___ Records to use ___

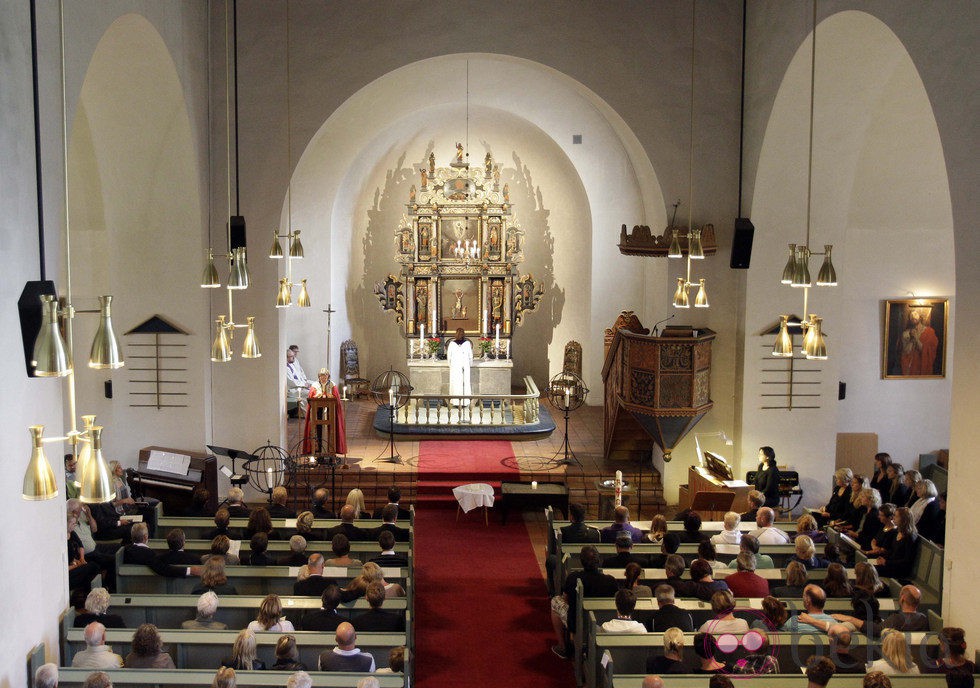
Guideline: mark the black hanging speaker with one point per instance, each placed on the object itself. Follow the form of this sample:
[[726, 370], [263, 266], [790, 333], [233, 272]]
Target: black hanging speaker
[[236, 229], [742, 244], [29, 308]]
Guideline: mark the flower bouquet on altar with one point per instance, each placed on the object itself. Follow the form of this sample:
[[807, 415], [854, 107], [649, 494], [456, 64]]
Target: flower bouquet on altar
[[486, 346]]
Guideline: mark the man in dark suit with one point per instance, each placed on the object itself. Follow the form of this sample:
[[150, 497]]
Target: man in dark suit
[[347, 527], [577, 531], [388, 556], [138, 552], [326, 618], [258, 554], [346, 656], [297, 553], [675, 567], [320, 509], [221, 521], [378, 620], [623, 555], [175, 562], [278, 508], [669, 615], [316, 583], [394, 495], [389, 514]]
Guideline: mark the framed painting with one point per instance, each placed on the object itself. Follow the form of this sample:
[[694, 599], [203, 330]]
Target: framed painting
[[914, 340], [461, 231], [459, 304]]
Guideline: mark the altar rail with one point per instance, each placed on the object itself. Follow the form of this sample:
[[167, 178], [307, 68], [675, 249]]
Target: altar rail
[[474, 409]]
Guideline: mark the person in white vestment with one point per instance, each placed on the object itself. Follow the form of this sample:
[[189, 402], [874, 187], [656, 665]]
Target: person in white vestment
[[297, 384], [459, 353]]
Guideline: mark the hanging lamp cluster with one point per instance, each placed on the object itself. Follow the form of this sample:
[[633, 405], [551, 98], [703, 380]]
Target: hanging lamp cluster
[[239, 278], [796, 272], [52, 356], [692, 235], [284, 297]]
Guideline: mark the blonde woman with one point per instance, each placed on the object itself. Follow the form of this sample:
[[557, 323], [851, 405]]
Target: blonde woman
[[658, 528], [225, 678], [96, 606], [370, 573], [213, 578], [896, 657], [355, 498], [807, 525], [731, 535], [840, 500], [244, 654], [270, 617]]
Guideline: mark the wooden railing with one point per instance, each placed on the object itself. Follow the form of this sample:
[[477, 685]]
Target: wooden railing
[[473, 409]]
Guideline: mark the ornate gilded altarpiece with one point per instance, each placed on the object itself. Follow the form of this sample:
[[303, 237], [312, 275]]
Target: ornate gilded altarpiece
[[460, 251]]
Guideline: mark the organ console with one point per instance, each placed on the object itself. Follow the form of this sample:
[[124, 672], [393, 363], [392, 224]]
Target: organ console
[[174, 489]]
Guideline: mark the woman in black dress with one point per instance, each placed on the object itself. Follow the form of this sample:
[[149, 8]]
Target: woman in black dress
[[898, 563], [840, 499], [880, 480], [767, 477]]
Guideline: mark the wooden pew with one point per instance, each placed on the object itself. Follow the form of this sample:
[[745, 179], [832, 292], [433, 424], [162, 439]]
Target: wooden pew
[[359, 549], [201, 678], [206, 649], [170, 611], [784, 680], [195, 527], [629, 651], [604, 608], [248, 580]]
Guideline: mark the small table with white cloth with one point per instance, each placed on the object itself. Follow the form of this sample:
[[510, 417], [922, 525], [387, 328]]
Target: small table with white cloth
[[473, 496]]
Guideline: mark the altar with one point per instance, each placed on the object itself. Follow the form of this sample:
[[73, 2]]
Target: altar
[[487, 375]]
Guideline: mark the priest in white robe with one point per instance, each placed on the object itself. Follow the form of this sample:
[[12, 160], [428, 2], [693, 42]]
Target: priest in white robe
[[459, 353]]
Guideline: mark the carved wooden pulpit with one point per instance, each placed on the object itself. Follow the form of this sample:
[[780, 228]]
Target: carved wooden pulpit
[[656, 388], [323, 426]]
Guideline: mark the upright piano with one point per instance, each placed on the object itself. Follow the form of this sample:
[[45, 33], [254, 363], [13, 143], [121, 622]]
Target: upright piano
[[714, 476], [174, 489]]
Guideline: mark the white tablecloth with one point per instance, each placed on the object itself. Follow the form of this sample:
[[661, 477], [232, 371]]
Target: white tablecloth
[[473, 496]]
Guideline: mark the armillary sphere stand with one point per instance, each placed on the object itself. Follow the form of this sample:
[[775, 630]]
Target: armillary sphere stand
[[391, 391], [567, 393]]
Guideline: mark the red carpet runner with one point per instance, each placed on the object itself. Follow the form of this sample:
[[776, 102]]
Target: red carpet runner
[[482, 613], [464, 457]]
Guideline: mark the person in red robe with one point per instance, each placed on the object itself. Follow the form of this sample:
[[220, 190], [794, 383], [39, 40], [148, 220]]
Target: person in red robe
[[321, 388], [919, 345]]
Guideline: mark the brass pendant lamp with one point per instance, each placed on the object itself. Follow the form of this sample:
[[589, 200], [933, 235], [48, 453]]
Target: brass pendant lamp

___

What to do: Reproduce the data above exactly, leaving each picture out.

Reply:
Guideline: mark the black hanging speaker with one point per instance, each placed on the object itself. Follow the form of this sample:
[[726, 370], [263, 266], [790, 333], [233, 272]]
Target: black hanging speaker
[[236, 229], [742, 244], [29, 308]]
Guideline: mark the flower bouquet on altar with one point per instance, each placed on the object itself. Follow the form of this sample:
[[807, 415], [854, 107], [649, 494], [456, 64]]
Target: flower bouquet on altar
[[486, 346]]
Guideline: mark the man in dark suit with one point per instance, each placed on the object itself. Follow the form of this sample:
[[150, 497]]
Target: man in dark suit
[[347, 527], [577, 531], [388, 556], [138, 552], [326, 618], [258, 554], [346, 656], [297, 553], [675, 567], [320, 509], [221, 521], [378, 620], [623, 555], [175, 562], [278, 508], [669, 615], [316, 583], [394, 495], [389, 514]]
Guideline: mark the framed painting with one point per instance, each placed on the object itself. Follow the form of this sample:
[[694, 599], [203, 330]]
Target: framed painting
[[914, 340], [461, 231], [459, 304]]
Guideline: mark the altar rail with one point per instance, each placed on the object itself. Follow the form of this sample:
[[167, 178], [307, 68], [675, 249]]
Target: altar rail
[[474, 409]]
Guideline: mark the person in white vestment with one point per instance, each placed on the object itself. Follow the form of this sample:
[[189, 402], [874, 187], [656, 665]]
Target: person in white vestment
[[297, 384], [459, 353]]
Guideline: mark the hanging lamp cluster with one point per instance, each placed on the object itself. Follow the form of this sample:
[[633, 405], [551, 98], [703, 380]]
Target: hanging lamp cluster
[[239, 278], [796, 272], [52, 356], [692, 235], [284, 297]]
Guideline: mark the blonde woman with one point per instance, each placed on the object itself. Follow the form of this sample:
[[557, 323], [851, 405]]
Target: blonde woman
[[658, 528], [225, 678], [96, 606], [370, 573], [213, 578], [896, 657], [355, 498], [807, 525], [731, 535], [840, 500], [244, 654], [270, 617]]
Guideline: mark the wooden railing with one point per instance, each placed on the object itself. Follow the form of this sample:
[[477, 685]]
Target: wooden railing
[[473, 409]]
Guideline: mark the ornate gilded altarpiece with one point per instance, each placed on the object itself. Follow the form of this sample:
[[303, 237], [312, 275]]
Target: ornate gilded altarpiece
[[460, 251]]
Guideline: mark the organ console with one point per instance, each placed on the object itself. Follow the form of this sample:
[[124, 672], [393, 363], [392, 224]]
Target: organ console
[[174, 489]]
Guideline: mark the woman in black dress with one point per instance, each placed on the object itself. Follow the form of this sample:
[[149, 8]]
Target: woman in black dress
[[898, 563], [840, 499], [880, 480], [767, 477]]
Guideline: mark the wooden pew with one point per instance, each placed on the object itself. Follow the form of this sample:
[[745, 179], [832, 292], [433, 424], [162, 439]]
Target: wooden pew
[[359, 549], [201, 678], [206, 649], [170, 611], [784, 680], [195, 527], [629, 651], [604, 608], [248, 580]]
Guideline: mark the small table with white cloth with one point per instance, each placed on the object itself. Follow the form of this sample:
[[510, 417], [922, 525], [387, 328]]
Target: small table with white cloth
[[473, 496]]
Guideline: mark the altar with one point per instance, each placed on the object itself. Follow the form of this sample:
[[73, 2]]
Target: altar
[[487, 375]]
Guideline: mark the priest in white robe with one point per instance, each placed on the object itself. Follow the form of this sample:
[[12, 160], [428, 2], [693, 42]]
Target: priest in white robe
[[459, 353]]
Guideline: mark the carved wooden pulpit with one point per instance, each placed on the object itself. Follow the form of this sample:
[[780, 228]]
Target: carved wooden pulpit
[[656, 388], [323, 426]]
Guideline: mark the upright piano with one point per instance, each placed on the object itself. Follow the form of this sample:
[[45, 33], [254, 363], [13, 143], [121, 622]]
Target: upright piano
[[714, 476], [174, 489]]
Guideline: mark the white tablecloth with one point per instance, each placed on the object itself. Follow the form of this sample:
[[661, 477], [232, 371]]
Target: white tablecloth
[[473, 496]]
Guideline: mark the armillary sphere stand with one point per instance, each placed on the object itself. Follow the form of this sample:
[[775, 630]]
Target: armillary sphere stand
[[391, 391], [567, 393]]
Guideline: mark the red carpet runner with one point per instance, each placed on the object itself. Follow the form of this sample:
[[776, 102]]
Target: red carpet runner
[[482, 613], [464, 457]]
Guideline: mark the person in red robe with one point per instance, each placed on the object itself. Follow the form of this sample:
[[220, 190], [794, 383], [39, 40], [148, 220]]
Target: person in red robe
[[321, 388], [919, 345]]
Guideline: mark the brass pendant lamp with one point per instance, each placed on the object itself. Follow the form of this sample:
[[589, 200], [933, 235], [48, 453]]
Target: brass pendant lamp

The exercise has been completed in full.